__Exercice proposé A__: Reformulez sous forme de liste le paragraphe du texte qui commence par « Il a beaucoup de », en gardant ses faits principaux.
__Exercice proposé B__: Recopiez le passage du texte qui commence par « Il a beaucoup » et se termine par « rattachée à l’Opus Dei. », en renommant « séminaristes » en « futurs prêtres ».

__Extrait du document__:

<<<<

« En Chine, j’ai vu une église persécutée et une piété à l’état pur ».

« Seigneur si tu veux que je parte en Chine, donne-moi un signe » demanda le prêtre Esteban Aranaz. En sortant de l’église, une religieuse orientale s’approcha de lui : « Bonjour, mon père. Auriez-vous la bonté de prier pour la Chine, mon pays ? »

Pendant ses cours aux séminaristes de l’église « underground »'.

Au nord de Pékin, dans un village de la Chine profonde, un prêtre espagnol fait des cours de théologie dans une ancienne usine à glace. Il est deux heures du matin.

Les élèves sont suspendus à ses lèvres : des leçons sur le Catéchisme de l’Église qu’ils n’auront plus l’occasion d’entendre d’ici longtemps.

À la fin de la réunion, tous rentrent chez eux pour reprendre le travail le lendemain. Une poignée de fidèles partage leur secret : ce sont des séminaristes de l’église persécutée en Chine. Quant à leur professeur, Esteban Aranaz va reprendre sa guitare pour poursuivre « sa tournée » de « musicien » en Chine.

Il a beaucoup de « concerts » prévus dans ce parcours chinois : des cours à des séminaristes, des exercices spirituels à des religieuses, des messes pour de petites communautés, des visites aux prêtres. Et presque toujours la nuit, lorsque la police ne surveille plus. « Peur ? C’est étonnant, je n’ai jamais eu peur ».

Esteban Aranaz est un prêtre diocésain de la société sacerdotale de la Sainte-Croix, association fondée par saint Josémaria et rattachée à l’Opus Dei.

Il a vécu à Taiwan durant six ans et fait de fréquents voyages en Chine. Il est tenu aujourd’hui de rentrer en Espagne pour être le recteur du Grand Séminaire du diocèse de Tarazona auquel il appartient.

Partir de Tarazona à Taiwan, quelle drôle d’idée !

Le Seigneur me l’avait suggéré petit à petit. À la paroisse, nous avions des nouvelles d’une religieuse du diocèse qui était dans une clôture à Taiwan qui nous faisait comprendre qu’il y a une foule de gens là-bas qui ne connaissent pas encore le Christ.

>>>>

Entrées du jeu de données:

<<<<

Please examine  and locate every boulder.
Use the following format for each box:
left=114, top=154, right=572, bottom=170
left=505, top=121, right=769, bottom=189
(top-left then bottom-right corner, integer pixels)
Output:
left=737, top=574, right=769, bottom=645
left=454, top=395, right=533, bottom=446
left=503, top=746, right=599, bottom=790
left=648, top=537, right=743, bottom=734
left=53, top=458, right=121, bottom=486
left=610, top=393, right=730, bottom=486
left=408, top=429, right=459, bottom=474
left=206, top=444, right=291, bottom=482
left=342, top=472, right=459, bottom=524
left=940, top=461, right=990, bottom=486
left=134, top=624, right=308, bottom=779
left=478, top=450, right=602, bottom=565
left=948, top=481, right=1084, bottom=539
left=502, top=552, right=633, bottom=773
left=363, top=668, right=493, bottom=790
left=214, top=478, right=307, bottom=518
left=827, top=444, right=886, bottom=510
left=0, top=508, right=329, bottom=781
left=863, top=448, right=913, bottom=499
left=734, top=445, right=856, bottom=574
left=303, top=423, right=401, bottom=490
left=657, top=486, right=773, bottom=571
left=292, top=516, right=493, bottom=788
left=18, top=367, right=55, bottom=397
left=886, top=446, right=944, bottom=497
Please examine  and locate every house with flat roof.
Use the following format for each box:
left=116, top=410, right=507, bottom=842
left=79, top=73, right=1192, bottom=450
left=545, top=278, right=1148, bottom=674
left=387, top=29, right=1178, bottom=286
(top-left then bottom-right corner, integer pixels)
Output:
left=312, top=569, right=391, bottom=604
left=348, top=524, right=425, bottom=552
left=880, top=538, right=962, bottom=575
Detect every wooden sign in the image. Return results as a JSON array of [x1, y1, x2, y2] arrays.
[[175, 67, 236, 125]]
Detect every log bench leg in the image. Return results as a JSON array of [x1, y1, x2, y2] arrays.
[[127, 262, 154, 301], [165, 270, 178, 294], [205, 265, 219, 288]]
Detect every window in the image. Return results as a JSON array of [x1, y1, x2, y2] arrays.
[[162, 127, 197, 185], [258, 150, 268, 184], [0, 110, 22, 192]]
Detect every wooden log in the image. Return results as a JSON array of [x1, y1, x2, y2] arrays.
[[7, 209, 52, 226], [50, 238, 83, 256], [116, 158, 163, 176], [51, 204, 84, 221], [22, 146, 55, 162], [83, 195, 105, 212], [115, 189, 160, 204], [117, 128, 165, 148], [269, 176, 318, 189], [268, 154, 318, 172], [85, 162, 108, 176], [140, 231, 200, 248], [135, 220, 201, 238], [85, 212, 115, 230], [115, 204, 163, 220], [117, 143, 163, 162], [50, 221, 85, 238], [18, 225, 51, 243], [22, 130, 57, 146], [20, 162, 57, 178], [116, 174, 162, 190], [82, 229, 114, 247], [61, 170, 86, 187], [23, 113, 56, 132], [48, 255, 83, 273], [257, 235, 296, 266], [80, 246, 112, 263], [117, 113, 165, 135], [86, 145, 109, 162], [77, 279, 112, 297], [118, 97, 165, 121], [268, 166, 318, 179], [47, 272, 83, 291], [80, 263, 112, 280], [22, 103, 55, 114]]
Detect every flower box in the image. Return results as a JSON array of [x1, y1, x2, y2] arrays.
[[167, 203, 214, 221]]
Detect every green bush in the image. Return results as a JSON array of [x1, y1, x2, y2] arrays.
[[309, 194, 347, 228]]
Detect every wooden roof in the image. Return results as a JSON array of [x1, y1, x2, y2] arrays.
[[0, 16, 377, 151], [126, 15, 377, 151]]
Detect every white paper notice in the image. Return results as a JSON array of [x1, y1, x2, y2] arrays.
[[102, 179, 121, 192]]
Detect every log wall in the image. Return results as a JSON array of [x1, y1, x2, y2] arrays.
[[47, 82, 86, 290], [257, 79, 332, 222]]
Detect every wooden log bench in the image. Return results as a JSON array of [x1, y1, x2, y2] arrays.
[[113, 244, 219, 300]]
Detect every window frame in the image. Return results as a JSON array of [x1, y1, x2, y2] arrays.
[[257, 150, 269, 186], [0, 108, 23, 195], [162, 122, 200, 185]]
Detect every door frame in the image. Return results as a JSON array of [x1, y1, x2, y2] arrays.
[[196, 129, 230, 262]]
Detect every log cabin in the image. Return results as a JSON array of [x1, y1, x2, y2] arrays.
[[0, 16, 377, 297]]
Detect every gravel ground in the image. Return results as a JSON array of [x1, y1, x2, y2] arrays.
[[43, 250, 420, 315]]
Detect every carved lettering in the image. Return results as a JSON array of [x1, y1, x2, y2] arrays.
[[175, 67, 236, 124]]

>>>>

__Résultat A__:
- Le prêtre a de nombreux « concerts » prévus au cours de son parcours chinois :
  - des cours à des séminaristes ;
  - des exercices spirituels à des religieuses ;
  - des messes pour de petites communautés ;
  - des visites aux prêtres.
- Ces activités ont presque toujours lieu la nuit, quand la police ne surveille plus.
- Il dit n'avoir jamais eu peur.

__Résultat B__:
Il a beaucoup de « concerts » prévus dans ce parcours chinois : des cours à des futurs prêtres, des exercices spirituels à des religieuses, des messes pour de petites communautés, des visites aux prêtres. Et presque toujours la nuit, lorsque la police ne surveille plus. « Peur ? C’est étonnant, je n’ai jamais eu peur ».

Esteban Aranaz est un prêtre diocésain de la société sacerdotale de la Sainte-Croix, association fondée par saint Josémaria et rattachée à l’Opus Dei.